**CONSIGNE**
Pour chacune des affirmations suivantes, dites si le texte sur Avi Gabbay, plus bas, lui donne raison : répondez par oui ou par non et citez mot pour mot les mots du texte qui tranchent.
(a) Les parents d'Avi Gabbay sont venus du Maroc.
(b) Avi Gabbay a rejoint le parti travailliste il y a plus de cinq ans.
(c) La Liste commune regroupe quatre partis.

**EXTRAIT DU TEXTE**
UN JOUR le parti travailliste israélien a ressenti le besoin d’avoir un nouveau leader.
Cela arrive à ce parti une année sur deux. Le parti est en mauvaise forme. Il ressemble davantage à un cadavre politique qu’à un organisme vivant. Ce qu’il lui faut : un nouveau leader, charismatique, énergique, enthousiaste.
Alors ils ont trouvé Avi Gabbay.
Pourquoi lui ? Personne ne le sait vraiment.
Avi Gabbay n’a apparemment pas les qualités d’un leader politique. Aucun charisme. Pas particulièrement d’énergie. Pas d’enthousiasme personnel et pas de capacité à inspirer l’enthousiasme aux autres.
Après une carrière d’employé du gouvernement chargé de l’industrie des téléphones mobiles, il devint l’heureux directeur de la plus importante affaire de téléphonie mobile. Puis il s’engagea en politique, adhéra à un parti de la droite modérée et fut nommé ministre de la Protection de l’Environnement. Quand l’homme politique d’extrême-droite Avigdor Lieberman fut nommé ministre de la Défense, Gabbay démissionna du gouvernement et de son parti pour adhérer au parti travailliste. Il y a un an à peine.
Il dispose d’un atout important : c’est un mizrahi, un Juif oriental. Ses parents sont des immigrants du Maroc, il est le septième de huit enfants. Le parti travailliste étant considéré comme un regroupement élitiste d’occidentaux, d’ashkénazes, ces caractéristiques passives sont importantes. Jusqu’à un certain point.
GABBAY N’A pas perdu de temps pour présenter sa carte d’identité politique.
Tout d’abord il prononça un discours pour affirmer qu’il ne siégerait pas dans le même gouvernement que la ‟Liste Commune”.
La Liste commune est la liste unie (ou désunie) de la communauté arabe en Israël. Elle réunit les trois très différents partis ‟arabes” : le parti communiste, qui est massivement arabe tout en comprenant des Juifs (dont un membre juif du parlement), le parti Balad, qui est laïque et nationaliste, et un parti religieux islamique.
Comment se fait-il que ces partis différents aient créé une liste commune ? Ils doivent cette réalisation au génie du grand anti-arabe, Avigdor Lieberman (voir plus haut), qui avait réalisé que les trois partis étaient petits et décidé de les éliminer en relevant le seuil électoral. Mais, plutôt que de disparaître séparément ils décidèrent de survivre ensemble. Il ne fait pas de doute que leur liste représente la grande majorité des citoyens palestiniens d’Israël, qui sont plus de 20% de la population. Aussi étrange que cela paraisse, un Israélien sur cinq est un Arabe.
La simple réalité des chiffres fait que sans le soutien des membres arabes de la Knesset, aucun gouvernement de gauche ne peut exister. Yitzhak Rabin ne serait pas devenu Premier ministre, les accords d’Oslo n’auraient jamais vu le jour, sans le soutien « de l’extérieur » du bloc arabe.

**DONNÉES SOURCES**
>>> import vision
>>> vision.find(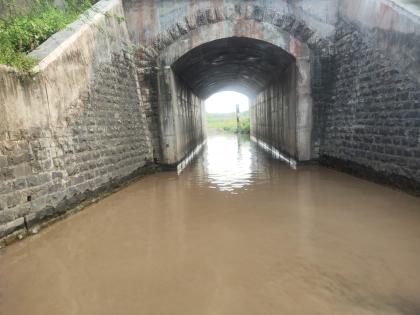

**RÉPONSE**
(a) Oui : « Ses parents sont des immigrants du Maroc ».
(b) Non : « Il y a un an à peine. »
(c) Non : « Elle réunit les trois très différents partis ».